» **Problem statement**
Repeat, please, only the lines from the top of the data down to the line with "Target: glass door pane"; include both of those lines.

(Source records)
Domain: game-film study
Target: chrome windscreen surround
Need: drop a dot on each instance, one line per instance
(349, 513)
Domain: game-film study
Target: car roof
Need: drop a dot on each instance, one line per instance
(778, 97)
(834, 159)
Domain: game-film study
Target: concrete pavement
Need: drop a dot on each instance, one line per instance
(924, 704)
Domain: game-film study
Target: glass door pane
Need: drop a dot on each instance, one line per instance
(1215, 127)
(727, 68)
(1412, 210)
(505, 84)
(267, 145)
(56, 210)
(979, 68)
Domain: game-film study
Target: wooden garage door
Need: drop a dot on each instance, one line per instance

» **Written response**
Domain: game-film study
Target: chrome windscreen surround
Need: drop a dot on each instance, one line per instance
(349, 513)
Domain: game-film study
Target: car roof
Need: drop a dot on each instance, one line per instance
(778, 97)
(834, 159)
Domain: game-film study
Target: concrete pavement
Need: drop a dot on each instance, one line per instance
(924, 704)
Domain: game-film study
Target: glass door pane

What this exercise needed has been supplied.